**Goal of the exercise**
Can you switch "pixels" to "percent" throughout the listing below, change nothing else, and give it back without the pictures?

**Supplied entries**
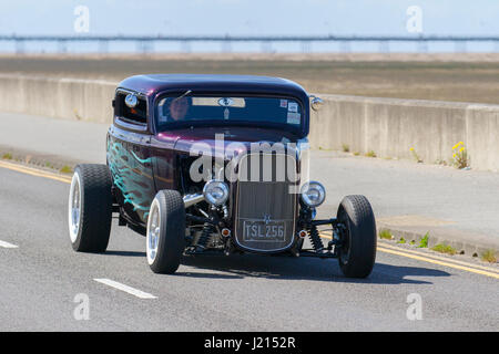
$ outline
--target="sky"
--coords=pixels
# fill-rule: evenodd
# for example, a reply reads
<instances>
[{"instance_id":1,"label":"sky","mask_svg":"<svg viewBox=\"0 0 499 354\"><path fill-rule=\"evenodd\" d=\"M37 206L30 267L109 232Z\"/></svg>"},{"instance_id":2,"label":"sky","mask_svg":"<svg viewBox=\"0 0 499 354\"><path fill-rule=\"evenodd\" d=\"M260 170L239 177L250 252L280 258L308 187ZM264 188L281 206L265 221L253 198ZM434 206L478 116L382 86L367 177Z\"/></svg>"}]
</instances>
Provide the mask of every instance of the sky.
<instances>
[{"instance_id":1,"label":"sky","mask_svg":"<svg viewBox=\"0 0 499 354\"><path fill-rule=\"evenodd\" d=\"M0 0L0 34L78 35L81 6L88 35L415 35L409 7L421 34L499 35L498 0Z\"/></svg>"}]
</instances>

**Correct output**
$ outline
--target="sky"
--coords=percent
# fill-rule: evenodd
# for example, a reply reads
<instances>
[{"instance_id":1,"label":"sky","mask_svg":"<svg viewBox=\"0 0 499 354\"><path fill-rule=\"evenodd\" d=\"M37 206L30 267L109 232Z\"/></svg>"},{"instance_id":2,"label":"sky","mask_svg":"<svg viewBox=\"0 0 499 354\"><path fill-rule=\"evenodd\" d=\"M260 170L239 177L250 252L280 258L308 187ZM264 188L281 206L265 221L253 198ZM434 206L478 116L382 86L367 177Z\"/></svg>"}]
</instances>
Provide the mask of every instance of the sky.
<instances>
[{"instance_id":1,"label":"sky","mask_svg":"<svg viewBox=\"0 0 499 354\"><path fill-rule=\"evenodd\" d=\"M0 0L0 34L78 35L81 6L88 35L415 35L409 7L421 34L499 35L498 0Z\"/></svg>"}]
</instances>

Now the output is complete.